> **Text provided**:
▬▬▬

Let's clear one thing up first: I'm not a hoarder. I don't collect things indiscriminately, or to the detriment of my household's cleanliness or safety. But there's no way around it. I am a collector, and when I find something that triggers the collecting gene, things snowball quickly.
It started with comic books, as young boys' dreams of ownership and wealth often do. It was the summer of 1992, and I was in the general store of a campground -- I don't remember which one, but it might have been Hartman Creek -- and was drawn in, almost supernaturally, to the cover art of Batman: Shadow of the Bat #3. I was 14, and it was a done deal. Not only was the art really cool, but I was picking up a story midway through. I had to go backwards to get the rest of the story -- why was Nightwing crawling through the bowels of Arkham Asylum to rescue Batman? And who's Nightwing, anyway? -- and there was no way I wasn't going to stick with the story to its conclusion.
This was my origin story as a collector of things.
I bought issue 4 when it came out, and it took me a little while, but eventually I acquired issues 1 and 2 as well. Once I could drive, I was making myself a regular at comic book shops like the now-defunct Collector's Exchange, and later Powerhouse Comics on College Avenue (both in Appleton). I can still remember, somewhere deep in my brain where conscious meets subconscious, the smell of Collector's Exchange, and the sound of the creaky floorboards as comic shoppers shuffled around the back-issues, circumambulating those white cardboard boxes like an alternate-universe Kaaba.
But it was at Powerhouse where I really sunk into my next collecting fetish: Magic: The Gathering.
It was around the release of the Ice Age expansion set, summer of 1995, that I really got into it. You can talk about comic books with your friends, but Magic added a social component to my collecting habit. I had friends who collected and played as well, and many a weekend night was spent over Jolt and pizza, shuffling, tapping, showing off and comparing notes. I'd even gone in on an order of a couple boxes of booster packs with friends, which we tore into like it was Christmas. Mirage and Visions expansions, I think, and maybe some more Ice Age. Another deep sensory memory there, the smell of the cards and the crinkle of the foil wrappers. I had a pretty large (I thought, anyway) collection, with about eight or so functioning decks, and was a regular shopper of the singles binder at Powerhouse before I had to kick the habit.

▬▬▬

> **Dataset entries**:
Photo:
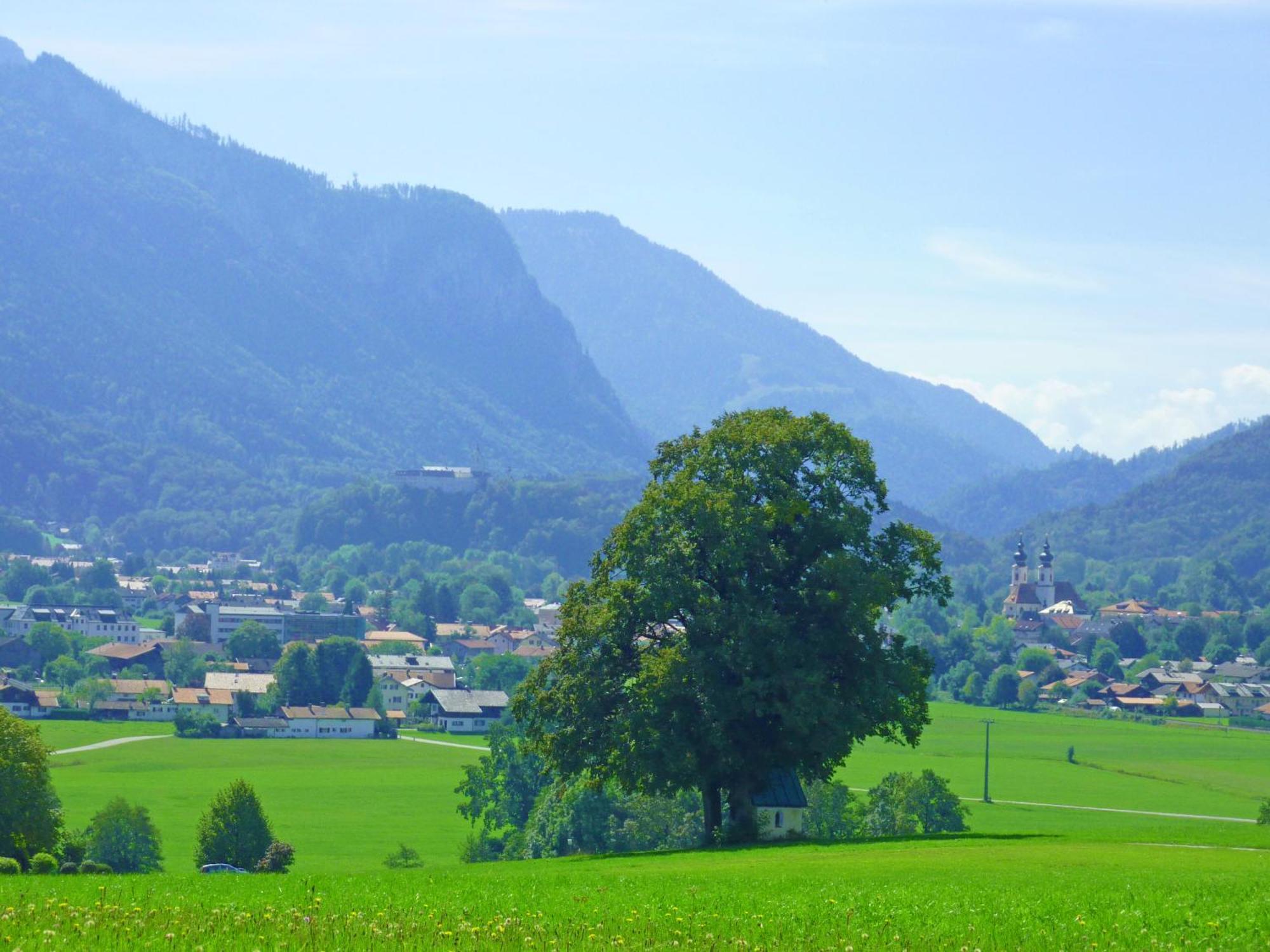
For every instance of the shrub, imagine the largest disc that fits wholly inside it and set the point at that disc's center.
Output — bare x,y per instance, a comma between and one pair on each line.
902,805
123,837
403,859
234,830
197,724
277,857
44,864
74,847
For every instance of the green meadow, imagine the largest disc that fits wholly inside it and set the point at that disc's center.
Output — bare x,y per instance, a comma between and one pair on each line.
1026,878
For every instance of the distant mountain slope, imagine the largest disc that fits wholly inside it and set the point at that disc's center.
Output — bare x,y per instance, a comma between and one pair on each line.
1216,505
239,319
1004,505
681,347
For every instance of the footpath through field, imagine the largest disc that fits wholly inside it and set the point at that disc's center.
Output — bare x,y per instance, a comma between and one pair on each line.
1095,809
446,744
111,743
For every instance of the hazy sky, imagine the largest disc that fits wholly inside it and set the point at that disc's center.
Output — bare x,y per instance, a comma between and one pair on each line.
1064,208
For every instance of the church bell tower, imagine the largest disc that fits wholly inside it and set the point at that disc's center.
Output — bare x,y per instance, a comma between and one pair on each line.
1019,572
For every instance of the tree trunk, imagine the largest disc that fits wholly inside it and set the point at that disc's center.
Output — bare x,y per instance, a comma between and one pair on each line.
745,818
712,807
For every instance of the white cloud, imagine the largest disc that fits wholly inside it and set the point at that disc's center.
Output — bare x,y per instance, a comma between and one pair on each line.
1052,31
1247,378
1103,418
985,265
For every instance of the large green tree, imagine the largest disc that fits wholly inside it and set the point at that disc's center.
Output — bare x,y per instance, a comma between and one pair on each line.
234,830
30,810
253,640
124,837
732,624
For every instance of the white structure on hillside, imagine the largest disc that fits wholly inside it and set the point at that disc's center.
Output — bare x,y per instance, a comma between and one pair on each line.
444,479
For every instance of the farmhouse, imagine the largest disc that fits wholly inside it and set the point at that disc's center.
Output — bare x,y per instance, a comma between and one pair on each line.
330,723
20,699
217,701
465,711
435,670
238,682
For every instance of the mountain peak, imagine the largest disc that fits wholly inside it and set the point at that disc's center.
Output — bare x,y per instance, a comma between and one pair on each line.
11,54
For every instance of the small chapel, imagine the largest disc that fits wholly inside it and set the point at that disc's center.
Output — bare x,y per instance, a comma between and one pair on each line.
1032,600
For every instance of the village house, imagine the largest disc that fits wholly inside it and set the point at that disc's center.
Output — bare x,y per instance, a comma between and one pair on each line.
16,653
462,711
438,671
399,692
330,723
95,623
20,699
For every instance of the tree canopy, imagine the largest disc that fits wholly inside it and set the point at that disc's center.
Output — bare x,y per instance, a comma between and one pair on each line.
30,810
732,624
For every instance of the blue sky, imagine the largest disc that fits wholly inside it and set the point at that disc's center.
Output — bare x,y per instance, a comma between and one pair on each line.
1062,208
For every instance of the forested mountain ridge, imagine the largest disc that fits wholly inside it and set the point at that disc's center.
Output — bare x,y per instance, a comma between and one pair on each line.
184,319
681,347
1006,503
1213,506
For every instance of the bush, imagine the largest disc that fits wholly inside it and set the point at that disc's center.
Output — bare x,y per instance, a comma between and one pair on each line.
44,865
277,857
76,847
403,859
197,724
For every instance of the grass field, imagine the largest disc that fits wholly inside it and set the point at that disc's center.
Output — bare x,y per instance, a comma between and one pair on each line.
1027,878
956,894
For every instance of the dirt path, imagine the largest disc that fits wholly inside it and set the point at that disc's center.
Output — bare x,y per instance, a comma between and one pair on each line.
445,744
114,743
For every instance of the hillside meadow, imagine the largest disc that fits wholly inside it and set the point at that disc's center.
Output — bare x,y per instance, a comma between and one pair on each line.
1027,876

▬▬▬

> **Written instruction A**: Switch "creaky" to "squeaky" and give the passage of the essay on collecting again, starting with "I bought issue" and going on through "an alternate-universe Kaaba.".
> **Written instruction B**: Pick out every line of the rows that contains the string "tree" and copy each one, treating case as significant.

> **Worked answer A**:
I bought issue 4 when it came out, and it took me a little while, but eventually I acquired issues 1 and 2 as well. Once I could drive, I was making myself a regular at comic book shops like the now-defunct Collector's Exchange, and later Powerhouse Comics on College Avenue (both in Appleton). I can still remember, somewhere deep in my brain where conscious meets subconscious, the smell of Collector's Exchange, and the sound of the squeaky floorboards as comic shoppers shuffled around the back-issues, circumambulating those white cardboard boxes like an alternate-universe Kaaba.

> **Worked answer B**:
For every instance of the tree trunk, imagine the largest disc that fits wholly inside it and set the point at that disc's center.
For every instance of the large green tree, imagine the largest disc that fits wholly inside it and set the point at that disc's center.
For every instance of the tree canopy, imagine the largest disc that fits wholly inside it and set the point at that disc's center.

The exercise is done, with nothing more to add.